Pointing and labeling entries
════════

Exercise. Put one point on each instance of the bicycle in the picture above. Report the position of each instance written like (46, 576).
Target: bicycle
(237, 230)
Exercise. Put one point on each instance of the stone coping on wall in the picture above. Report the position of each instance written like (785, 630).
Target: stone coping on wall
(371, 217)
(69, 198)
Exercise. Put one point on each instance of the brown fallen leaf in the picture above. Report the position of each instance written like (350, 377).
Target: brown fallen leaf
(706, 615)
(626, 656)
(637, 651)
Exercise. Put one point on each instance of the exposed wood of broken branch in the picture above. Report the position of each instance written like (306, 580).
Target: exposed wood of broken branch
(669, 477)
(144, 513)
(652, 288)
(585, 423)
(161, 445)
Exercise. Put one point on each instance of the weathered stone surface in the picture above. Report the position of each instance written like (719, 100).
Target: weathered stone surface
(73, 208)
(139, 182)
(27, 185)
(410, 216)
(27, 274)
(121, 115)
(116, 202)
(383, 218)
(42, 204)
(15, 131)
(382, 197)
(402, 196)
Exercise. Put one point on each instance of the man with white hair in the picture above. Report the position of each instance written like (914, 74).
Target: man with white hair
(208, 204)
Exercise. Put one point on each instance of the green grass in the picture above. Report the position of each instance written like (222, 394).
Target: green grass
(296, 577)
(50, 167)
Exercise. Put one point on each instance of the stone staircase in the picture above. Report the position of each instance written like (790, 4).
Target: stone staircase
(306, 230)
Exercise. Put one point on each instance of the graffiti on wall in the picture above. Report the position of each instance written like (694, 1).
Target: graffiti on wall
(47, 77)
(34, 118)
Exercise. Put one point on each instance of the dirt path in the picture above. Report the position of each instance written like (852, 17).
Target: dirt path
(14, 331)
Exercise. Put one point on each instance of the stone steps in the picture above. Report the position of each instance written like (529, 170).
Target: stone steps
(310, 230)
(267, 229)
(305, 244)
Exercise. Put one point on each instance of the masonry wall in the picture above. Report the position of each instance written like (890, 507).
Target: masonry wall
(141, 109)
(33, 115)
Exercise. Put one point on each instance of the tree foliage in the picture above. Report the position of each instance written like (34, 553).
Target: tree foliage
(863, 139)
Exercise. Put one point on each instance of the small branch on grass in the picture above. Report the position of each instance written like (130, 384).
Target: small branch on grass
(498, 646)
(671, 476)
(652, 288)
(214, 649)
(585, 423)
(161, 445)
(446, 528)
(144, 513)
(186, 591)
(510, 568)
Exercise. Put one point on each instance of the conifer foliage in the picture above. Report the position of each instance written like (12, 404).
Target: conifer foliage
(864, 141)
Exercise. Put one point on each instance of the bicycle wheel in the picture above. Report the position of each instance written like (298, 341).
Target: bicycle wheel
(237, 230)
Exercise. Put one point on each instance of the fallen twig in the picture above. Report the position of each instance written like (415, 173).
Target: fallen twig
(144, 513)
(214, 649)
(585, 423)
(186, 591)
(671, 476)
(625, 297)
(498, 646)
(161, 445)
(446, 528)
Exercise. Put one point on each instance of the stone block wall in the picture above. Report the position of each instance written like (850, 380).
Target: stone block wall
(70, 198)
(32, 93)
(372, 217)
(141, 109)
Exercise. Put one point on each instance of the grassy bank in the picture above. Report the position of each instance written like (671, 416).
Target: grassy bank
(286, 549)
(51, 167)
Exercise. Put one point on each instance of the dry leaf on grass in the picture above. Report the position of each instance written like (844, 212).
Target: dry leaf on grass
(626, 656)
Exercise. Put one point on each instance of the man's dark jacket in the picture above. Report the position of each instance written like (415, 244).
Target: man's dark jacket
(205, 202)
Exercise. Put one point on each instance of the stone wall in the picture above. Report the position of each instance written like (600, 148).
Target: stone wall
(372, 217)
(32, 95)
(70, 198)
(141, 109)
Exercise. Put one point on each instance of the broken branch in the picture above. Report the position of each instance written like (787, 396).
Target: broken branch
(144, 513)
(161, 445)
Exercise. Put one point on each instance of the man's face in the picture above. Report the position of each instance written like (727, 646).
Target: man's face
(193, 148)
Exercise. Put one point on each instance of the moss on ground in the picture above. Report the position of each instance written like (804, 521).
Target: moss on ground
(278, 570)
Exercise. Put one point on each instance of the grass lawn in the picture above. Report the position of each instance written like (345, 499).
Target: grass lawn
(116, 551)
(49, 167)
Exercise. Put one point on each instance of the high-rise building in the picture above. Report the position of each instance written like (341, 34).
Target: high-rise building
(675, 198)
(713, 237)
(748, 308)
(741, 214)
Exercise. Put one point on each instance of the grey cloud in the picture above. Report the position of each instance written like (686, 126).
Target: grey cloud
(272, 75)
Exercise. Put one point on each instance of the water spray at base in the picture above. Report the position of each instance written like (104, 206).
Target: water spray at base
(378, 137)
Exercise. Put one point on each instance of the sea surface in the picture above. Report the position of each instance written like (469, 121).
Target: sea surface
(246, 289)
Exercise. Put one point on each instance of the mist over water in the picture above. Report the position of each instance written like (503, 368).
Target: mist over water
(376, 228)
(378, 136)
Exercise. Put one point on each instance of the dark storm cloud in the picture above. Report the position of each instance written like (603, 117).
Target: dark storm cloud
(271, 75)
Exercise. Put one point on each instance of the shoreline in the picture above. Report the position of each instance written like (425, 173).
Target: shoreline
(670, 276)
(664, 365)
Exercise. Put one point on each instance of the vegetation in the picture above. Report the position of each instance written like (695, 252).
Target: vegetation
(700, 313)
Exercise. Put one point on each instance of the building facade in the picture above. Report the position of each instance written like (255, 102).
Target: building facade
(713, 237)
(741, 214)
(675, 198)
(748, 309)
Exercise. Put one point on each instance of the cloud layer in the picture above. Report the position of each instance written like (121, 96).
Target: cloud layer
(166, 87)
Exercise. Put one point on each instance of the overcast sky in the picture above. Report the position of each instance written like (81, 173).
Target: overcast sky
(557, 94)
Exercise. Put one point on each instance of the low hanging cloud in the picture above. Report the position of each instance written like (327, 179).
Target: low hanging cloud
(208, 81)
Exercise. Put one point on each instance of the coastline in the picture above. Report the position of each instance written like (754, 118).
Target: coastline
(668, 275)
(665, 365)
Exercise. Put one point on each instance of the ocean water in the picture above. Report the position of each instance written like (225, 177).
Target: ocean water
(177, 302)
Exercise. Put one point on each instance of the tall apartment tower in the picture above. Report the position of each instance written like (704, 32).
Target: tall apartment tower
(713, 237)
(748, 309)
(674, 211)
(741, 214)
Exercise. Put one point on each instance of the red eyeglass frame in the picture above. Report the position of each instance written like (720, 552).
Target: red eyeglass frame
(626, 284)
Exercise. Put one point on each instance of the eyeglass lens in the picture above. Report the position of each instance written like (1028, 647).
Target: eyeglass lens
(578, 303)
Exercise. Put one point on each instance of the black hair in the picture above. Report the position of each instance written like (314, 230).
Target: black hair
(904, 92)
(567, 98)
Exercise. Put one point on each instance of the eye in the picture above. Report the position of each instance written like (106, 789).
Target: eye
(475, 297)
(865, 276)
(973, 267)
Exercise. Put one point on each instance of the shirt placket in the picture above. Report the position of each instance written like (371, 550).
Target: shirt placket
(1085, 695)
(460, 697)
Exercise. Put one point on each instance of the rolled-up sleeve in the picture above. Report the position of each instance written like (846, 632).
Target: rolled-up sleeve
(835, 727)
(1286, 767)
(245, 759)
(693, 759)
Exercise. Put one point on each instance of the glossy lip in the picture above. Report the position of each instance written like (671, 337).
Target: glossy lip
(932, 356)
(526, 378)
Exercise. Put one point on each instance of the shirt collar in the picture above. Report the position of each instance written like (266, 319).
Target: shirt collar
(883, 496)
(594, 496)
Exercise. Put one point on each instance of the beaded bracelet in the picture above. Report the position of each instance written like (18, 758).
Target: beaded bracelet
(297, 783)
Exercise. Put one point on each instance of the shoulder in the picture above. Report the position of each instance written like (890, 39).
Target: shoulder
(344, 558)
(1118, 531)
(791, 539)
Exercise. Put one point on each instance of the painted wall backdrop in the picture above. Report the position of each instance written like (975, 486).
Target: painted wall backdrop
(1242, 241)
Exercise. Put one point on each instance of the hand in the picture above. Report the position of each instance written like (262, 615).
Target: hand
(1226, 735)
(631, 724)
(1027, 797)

════════

Set down exactly what runs from the line with "Exercise. Put one point on each instance of the eyeglass" to the last line of the data above, including both of those lines and no others.

Exercise. Put one point on each instance of the eyeglass lens in the picture above. Report the position of each instance written like (1028, 647).
Target: eyeglass lens
(578, 303)
Exercise. Put one point on each instance of the black hair in the picture above. Report the position of each instance written like (314, 230).
Target: black hair
(904, 92)
(567, 98)
Exercise. Put one point on each instance of the eye in the picture above. Report the position of each instance written like (106, 789).
Target: eye
(475, 297)
(865, 276)
(973, 267)
Exercise. Put one point on each instance of the shirt placket in the picture above. Report the position of each instance written like (371, 550).
Target: shirt placket
(1085, 695)
(460, 697)
Exercise. Put one point on each instance of the rolled-up sleeve in the picture above. Report the position of each instance written like (846, 632).
Target: rolled-up sleeve
(835, 727)
(1286, 767)
(245, 759)
(693, 759)
Exercise. Put one point on each instance of the glossy lip in the picture above. Report the position of each instance written like (671, 337).
Target: glossy lip
(932, 356)
(526, 378)
Exercise. Put one point on each instance of the shirt collar in the picture above. Report the position of each instance written like (266, 319).
Target: shirt collar
(883, 496)
(594, 496)
Exercise. Put one point on each instance of the beaded bracelet in the picture above. Report the position of each instance written like (18, 758).
Target: beaded bracelet
(297, 783)
Exercise. Put one point on each instance of the shoulder in the picture above. Report the position of each instance written like (890, 39).
Target: shoulder
(344, 558)
(1118, 531)
(791, 539)
Exercise. Put one point on each instance of the painted wall backdrop in the picture above. Report the position of each instance written like (975, 486).
Target: painted wall backdrop
(1242, 241)
Exercise. Put one point on each instance of the hand in the picture above. Report the position of each instance written like (262, 615).
Target: hand
(1226, 735)
(631, 724)
(1027, 797)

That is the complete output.